╭─ Fragment tekstu

Nie koncentruję się na gonieniu rywali. Ważne, by dobrze skakać - rozmowa z Adamem Małyszem przeprowadzona w Harrachowie

Zdjęcie okładkowe artykułu:
zdjęcie autora artykułu

Adam Małysz to prawdziwa ikona nie tylko polskich skoków narciarskich. Polak jest praktycznie jedynym skoczkiem, który przez lata utrzymuje się w światowej czołówce. Miewał gorsze sezony, ale nigdy nie zszedł poniżej pewnego minimum. W sezonie 2010/2011 Orzeł z Wisły skacze znów świetnie, często stając na podium Pucharu Świata, tak jak to było po sobotnim konkursie w Harrachowie, po którym rozmawialiśmy z czterokrotnym mistrzem świata, czterokrotnym zdobywcą Pucharu Świata i czterokrotnym medalistą olimpijskim.

W tym artykule dowiesz się o:

Zacznijmy od kibiców, polskich kibiców. Spodziewał się pan ich zobaczyć tylu w Harrachowie, który nie miał przecież szczęścia do pogody w ostatnich latach?

Adam Małysz: Harrachow leży tak blisko Polski, że odkąd ja startuję w Pucharze Świata, zawsze nasi kibice tutaj przyjeżdżali. Fajnie, że Polacy tym razem również nie zawiedli. Czesi dziękowali mi bardzo za dobre skoki w sobotnim konkursie, bo dzięki temu jest szansa, że w niedzielę pod skocznią znów będzie biało-czerwono. Bardzo się cieszę, że polscy kibice nadal za nami jeżdżą. Dziękuję im za to. Naprawdę czułem się w Harrachowie podobnie jak w Zakopanem. To jest dla mnie bardzo ważne. Myślę, że mamy jednych z najlepszych kibiców na świecie.

Miasto Harrachów powinno panu przyznać chyba specjalną nagrodę za przyciąganie polskich kibiców na trybuny?

╰─
╭─ Dane do przetworzenia

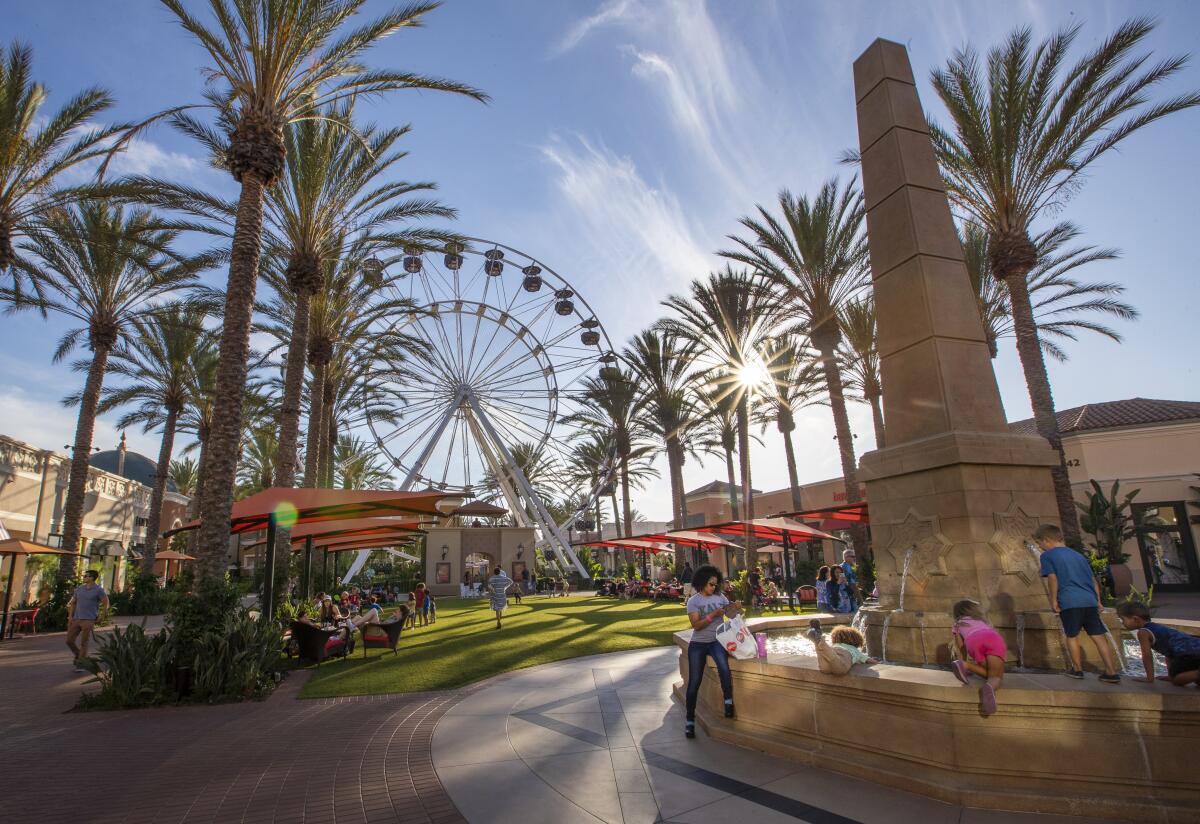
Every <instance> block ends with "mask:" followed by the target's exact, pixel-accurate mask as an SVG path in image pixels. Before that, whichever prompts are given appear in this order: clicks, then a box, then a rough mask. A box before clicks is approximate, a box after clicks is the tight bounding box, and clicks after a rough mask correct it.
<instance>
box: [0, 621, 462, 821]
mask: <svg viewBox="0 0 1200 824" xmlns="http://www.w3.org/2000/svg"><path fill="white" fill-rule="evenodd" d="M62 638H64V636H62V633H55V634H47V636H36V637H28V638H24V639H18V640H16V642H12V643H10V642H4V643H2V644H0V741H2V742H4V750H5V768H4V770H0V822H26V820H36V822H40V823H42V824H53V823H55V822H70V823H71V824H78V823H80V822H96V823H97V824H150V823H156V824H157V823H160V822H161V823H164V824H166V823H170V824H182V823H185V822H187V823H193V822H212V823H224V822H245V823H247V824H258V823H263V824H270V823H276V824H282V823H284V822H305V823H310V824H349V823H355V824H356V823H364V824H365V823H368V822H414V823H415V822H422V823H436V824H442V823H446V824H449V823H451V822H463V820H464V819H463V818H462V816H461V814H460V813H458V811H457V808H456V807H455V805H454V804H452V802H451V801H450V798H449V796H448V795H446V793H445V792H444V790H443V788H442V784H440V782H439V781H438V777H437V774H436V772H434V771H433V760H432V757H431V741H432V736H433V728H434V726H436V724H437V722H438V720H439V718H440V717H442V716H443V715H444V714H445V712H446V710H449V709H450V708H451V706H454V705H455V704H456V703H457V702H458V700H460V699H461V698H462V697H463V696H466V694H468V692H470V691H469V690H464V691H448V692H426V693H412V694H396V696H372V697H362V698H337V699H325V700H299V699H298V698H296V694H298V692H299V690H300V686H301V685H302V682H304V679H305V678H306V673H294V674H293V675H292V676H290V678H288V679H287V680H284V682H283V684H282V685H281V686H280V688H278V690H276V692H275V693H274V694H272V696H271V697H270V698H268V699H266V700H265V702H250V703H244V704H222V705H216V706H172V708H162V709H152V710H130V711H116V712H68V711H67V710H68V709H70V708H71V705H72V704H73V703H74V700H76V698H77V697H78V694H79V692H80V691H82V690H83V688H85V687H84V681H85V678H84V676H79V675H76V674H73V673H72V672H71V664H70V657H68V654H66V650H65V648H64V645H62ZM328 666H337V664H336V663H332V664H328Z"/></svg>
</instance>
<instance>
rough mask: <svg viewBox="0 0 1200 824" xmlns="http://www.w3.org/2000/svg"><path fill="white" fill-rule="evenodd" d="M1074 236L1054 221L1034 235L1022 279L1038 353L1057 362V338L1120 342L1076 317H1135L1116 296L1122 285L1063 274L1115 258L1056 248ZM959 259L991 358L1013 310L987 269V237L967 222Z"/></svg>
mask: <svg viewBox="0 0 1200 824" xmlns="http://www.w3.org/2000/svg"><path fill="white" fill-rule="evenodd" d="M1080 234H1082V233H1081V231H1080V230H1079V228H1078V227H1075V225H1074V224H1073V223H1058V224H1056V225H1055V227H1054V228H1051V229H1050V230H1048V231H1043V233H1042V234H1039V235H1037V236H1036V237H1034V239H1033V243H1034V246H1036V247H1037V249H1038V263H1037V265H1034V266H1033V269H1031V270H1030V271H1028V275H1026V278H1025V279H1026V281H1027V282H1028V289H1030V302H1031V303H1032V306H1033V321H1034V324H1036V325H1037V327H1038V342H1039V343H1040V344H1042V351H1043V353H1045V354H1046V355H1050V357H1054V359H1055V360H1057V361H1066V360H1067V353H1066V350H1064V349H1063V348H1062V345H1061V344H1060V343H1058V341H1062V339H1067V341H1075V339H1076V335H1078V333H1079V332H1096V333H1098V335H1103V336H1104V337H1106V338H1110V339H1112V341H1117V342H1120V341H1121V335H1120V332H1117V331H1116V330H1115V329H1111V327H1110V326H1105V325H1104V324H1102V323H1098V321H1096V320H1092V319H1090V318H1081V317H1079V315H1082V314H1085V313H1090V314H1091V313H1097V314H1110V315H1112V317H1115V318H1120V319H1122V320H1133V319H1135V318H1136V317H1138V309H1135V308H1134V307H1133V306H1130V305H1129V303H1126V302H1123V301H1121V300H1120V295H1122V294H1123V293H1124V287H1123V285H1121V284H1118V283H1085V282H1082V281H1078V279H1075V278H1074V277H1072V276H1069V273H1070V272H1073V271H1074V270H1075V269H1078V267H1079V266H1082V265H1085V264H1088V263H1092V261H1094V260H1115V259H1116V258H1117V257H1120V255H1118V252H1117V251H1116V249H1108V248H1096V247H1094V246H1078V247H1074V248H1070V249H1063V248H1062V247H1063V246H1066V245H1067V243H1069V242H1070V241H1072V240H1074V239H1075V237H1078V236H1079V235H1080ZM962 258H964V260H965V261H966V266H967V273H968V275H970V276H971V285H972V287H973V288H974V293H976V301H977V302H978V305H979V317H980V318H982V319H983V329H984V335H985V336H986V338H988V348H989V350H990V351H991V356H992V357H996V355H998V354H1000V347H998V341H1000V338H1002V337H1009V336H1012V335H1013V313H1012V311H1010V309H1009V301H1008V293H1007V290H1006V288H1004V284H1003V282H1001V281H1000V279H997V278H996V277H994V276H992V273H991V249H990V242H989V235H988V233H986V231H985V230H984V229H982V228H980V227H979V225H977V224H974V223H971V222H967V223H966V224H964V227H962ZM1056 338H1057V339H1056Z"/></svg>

╰─

### Co zrobić
(1) Do jakiego miejsca Adam Małysz porównuje w wywiadzie swoje odczucia w Harrachowie?
(2) Przedstaw w formie tabeli Markdown z kolumnami „Nr” i „Treść” wiersze danych do przetworzenia od pierwszego do tego, który zawiera „box: [0, 621, 462, 821]”, włącznie. Pomiń obrazy i puste wiersze.

### Wyniki zadań
(1) Do Zakopanego, bo czuł się tam podobnie jak w Zakopanem.

(2)
| Nr | Treść |
|---|---|
| 1 | Every <instance> block ends with "mask:" followed by the target's exact, pixel-accurate mask as an SVG path in image pixels. Before that, whichever prompts are given appear in this order: clicks, then a box, then a rough mask. A box before clicks is approximate, a box after clicks is the tight bounding box, and clicks after a rough mask correct it. |
| 2 | <instance> |
| 3 | box: [0, 621, 462, 821] |